----- Gezeigter Textauszug
Hier entlang bitte!

Ich wollte schon immer viel. In meinem Kopf tummeln sich hundert Ideen und noch mehr Fragen; mir fällt es leicht, in allem eine Chance zu sehen. In meiner Wohnung warten bestimmt ein Dutzend Kunst- und Schreibprojekte auf ihre Vollendung, meine Zukunft male ich mir in den unterschiedlichsten Farben aus. Ich mag meine Neugier und meinen Wissensdurst, genieße meine Begeisterungsfähigkeit und meinen Optimismus. Manchmal wird er mir aber auch zum Verhängnis, und zwar dann, wenn es darum geht, etwas fokussiert anzugehen.

Meine Zeit und meine Ressourcen sind begrenzt, und ich lerne, dass ich mir selbst damit einen Gefallen tue, diese zu respektieren und gut zu überlegen, was ich priorisieren, angehen und auch fertigstellen möchte.

Das ist gar nicht so einfach, wenn alles interessant ist. Das ist gar nicht so einfach, wenn mir verschiedene Menschen zu Unterschiedlichem raten oder Erwartungen haben. Das ist gar nicht so einfach, wenn verschiedene Türen offen stehen.
Ich beobachte, dass ich nicht die einzige bin, der es in unsere Multi-Options-Gesellschaft so geht. Und ich vermute, dass es auch eine Frage ist, die sich viele andere Menschen aus dem Central Arts Netzwerk immer wieder stellen: Wie findet man als Mensch und als Kunstschaffender seinen Weg?
----------
### Liste der Aufgaben:
1. Schreib aus dem Text über Neugier und Fokus die Stelle von „Meine Zeit und“ bis einschließlich „Kunstschaffender seinen Weg?“ wortgetreu ab.
2. Führe den Text über Neugier, Fokus und den eigenen Weg nach seinem letzten Satz weiter.
----- Ausgelesene Einträge
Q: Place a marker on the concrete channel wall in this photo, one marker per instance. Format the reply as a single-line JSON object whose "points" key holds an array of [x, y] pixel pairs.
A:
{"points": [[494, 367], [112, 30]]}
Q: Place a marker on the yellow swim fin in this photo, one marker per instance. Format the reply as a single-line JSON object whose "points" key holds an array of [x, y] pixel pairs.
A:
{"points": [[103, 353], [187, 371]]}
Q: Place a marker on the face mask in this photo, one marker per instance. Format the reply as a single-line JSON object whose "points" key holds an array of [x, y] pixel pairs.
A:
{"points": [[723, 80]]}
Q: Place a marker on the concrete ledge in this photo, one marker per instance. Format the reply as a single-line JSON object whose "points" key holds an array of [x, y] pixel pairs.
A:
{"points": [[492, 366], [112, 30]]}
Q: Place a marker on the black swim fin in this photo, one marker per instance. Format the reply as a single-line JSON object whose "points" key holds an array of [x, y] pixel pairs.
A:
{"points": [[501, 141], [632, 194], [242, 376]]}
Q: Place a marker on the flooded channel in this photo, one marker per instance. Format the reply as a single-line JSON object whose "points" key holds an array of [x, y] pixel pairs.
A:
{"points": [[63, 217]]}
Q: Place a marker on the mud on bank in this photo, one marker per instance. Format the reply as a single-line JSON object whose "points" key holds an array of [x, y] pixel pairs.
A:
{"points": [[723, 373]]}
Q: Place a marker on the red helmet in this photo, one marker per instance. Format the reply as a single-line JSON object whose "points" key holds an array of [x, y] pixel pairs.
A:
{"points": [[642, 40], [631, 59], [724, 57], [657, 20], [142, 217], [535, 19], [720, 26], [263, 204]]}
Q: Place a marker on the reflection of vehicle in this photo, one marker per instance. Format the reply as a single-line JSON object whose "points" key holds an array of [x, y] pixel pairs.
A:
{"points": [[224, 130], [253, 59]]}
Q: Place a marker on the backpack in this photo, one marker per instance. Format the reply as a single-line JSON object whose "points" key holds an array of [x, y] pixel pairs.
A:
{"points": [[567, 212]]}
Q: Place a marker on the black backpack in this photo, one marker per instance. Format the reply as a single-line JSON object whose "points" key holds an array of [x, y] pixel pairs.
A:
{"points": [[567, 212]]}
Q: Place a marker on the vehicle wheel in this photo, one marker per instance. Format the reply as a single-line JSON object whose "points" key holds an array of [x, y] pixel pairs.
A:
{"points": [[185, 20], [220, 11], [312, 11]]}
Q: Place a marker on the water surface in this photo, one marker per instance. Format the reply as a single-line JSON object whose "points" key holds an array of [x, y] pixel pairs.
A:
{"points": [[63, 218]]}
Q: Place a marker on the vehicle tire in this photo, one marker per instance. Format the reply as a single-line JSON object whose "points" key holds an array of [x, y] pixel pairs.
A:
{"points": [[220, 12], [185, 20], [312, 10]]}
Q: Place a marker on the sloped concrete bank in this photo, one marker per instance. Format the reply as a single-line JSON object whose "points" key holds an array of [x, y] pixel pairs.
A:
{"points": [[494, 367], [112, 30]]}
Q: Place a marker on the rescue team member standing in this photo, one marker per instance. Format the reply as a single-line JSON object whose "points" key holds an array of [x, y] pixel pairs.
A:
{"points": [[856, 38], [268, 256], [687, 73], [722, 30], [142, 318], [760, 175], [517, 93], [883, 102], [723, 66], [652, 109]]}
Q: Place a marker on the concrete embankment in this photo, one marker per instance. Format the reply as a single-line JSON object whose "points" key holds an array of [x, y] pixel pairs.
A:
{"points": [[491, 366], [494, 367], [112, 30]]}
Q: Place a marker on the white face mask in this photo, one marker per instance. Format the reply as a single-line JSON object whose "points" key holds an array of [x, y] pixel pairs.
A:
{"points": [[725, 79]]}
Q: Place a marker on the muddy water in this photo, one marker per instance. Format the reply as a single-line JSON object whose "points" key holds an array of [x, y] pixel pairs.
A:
----------
### Nummerierte Antworten:
1.
Meine Zeit und meine Ressourcen sind begrenzt, und ich lerne, dass ich mir selbst damit einen Gefallen tue, diese zu respektieren und gut zu überlegen, was ich priorisieren, angehen und auch fertigstellen möchte.

Das ist gar nicht so einfach, wenn alles interessant ist. Das ist gar nicht so einfach, wenn mir verschiedene Menschen zu Unterschiedlichem raten oder Erwartungen haben. Das ist gar nicht so einfach, wenn verschiedene Türen offen stehen.
Ich beobachte, dass ich nicht die einzige bin, der es in unsere Multi-Options-Gesellschaft so geht. Und ich vermute, dass es auch eine Frage ist, die sich viele andere Menschen aus dem Central Arts Netzwerk immer wieder stellen: Wie findet man als Mensch und als Kunstschaffender seinen Weg?

2.
Nicht unbedingt eine Business-Antwort à la «7 Steps to Success», dafür aber einige interessante theologisch-philosophische Überlegungen habe ich ausgegraben, als mir vor kurzem ein kleines Büchlein in die Hände fiel. Es trägt den Titel «Der Weg des Menschen». Für meine Ohren klang das natürlich sehr verheißungsvoll. Dazu noch der Autor: Martin Buber. Der jüdische Philosoph gilt als einer der bedeutendsten jüdischen Denker des 20. Jahrhunderts und prägte den Satz «Alles wirkliche Leben ist Begegnung. Wenn wir aufhören, uns zu begegnen, ist es, als hörten wir auf zu atmen.» Ich hatte schon viel über ihn und sein Werk gehört, aber noch nie selbst etwas von ihm gelesen. Also las ich das kleine Büchlein direkt. Achtzig Seiten in Großdruck später bin ich um ein paar Weisheiten reicher, von denen ich eine hier entfalten möchte.

Buber stellt die Selbstbesinnung an den Anfang seiner Überlegungen und bedient sich dabei der Geschichte der Genesis:

«Das “Wo bist du?” Gottes an Adam gilt jedem Menschen. (…) Adam versteckt sich, um nicht Rechenschaft ablegen zu müssen, um der Verantwortung für sein Leben zu entgehen. So versteckt sich jeder Mensch.»

Weiter merkt er an, dass sich der Mensch nicht vor Gottes Blick verstecken kann, aber dass er sich durch den Versuch, sich vor Gott zu verstecken, vor sich selbst versteckt. 

In mir flackert ein Zitat auf, das Nelson Mandela zugeschrieben wird und das jahrelang an meinem Mood-/Thinkboard hing: «Unsere tiefste Angst ist nicht, dass wir ungenügend sind. Unsere tiefste Angst ist, über das Messbare hinaus kraftvoll zu sein. Es ist unser Licht, nicht unsere Dunkelheit, die uns am meisten Angst macht. Wir fragen uns, wer bin ich, mich brillant, großartig, talentiert und fantastisch zu nennen? Aber wer bist Du, Dich nicht so zu nennen? Du bist ein Kind Gottes. Dich selbst klein zu halten dient nicht der Welt.» Puh, das sitzt.

Zurück zu Buber. «”Ich habe mich versteckt”, bekennt Adam und damit beginnt der Weg des Menschen. Die entschiedene Selbstbestimmung ist der Beginn des Wegs im Leben des Menschen, immer wieder der Beginn des menschlichen Wegs.»

Auf der Suche nach dem Weg frage ich mich also zuerst: Wo stehe ich? Wovor verstecke ich mich? Wo habe ich Angst vor mir selbst, vor der Verantwortung für mein Leben? Und dann sinnen ich über drei Richtung nach, die Buber vorschlägt:

«Wisse drei Dinge: wisse, woher du kommst, und wohin du gehst und vor wem du dich zu verantworten hast.»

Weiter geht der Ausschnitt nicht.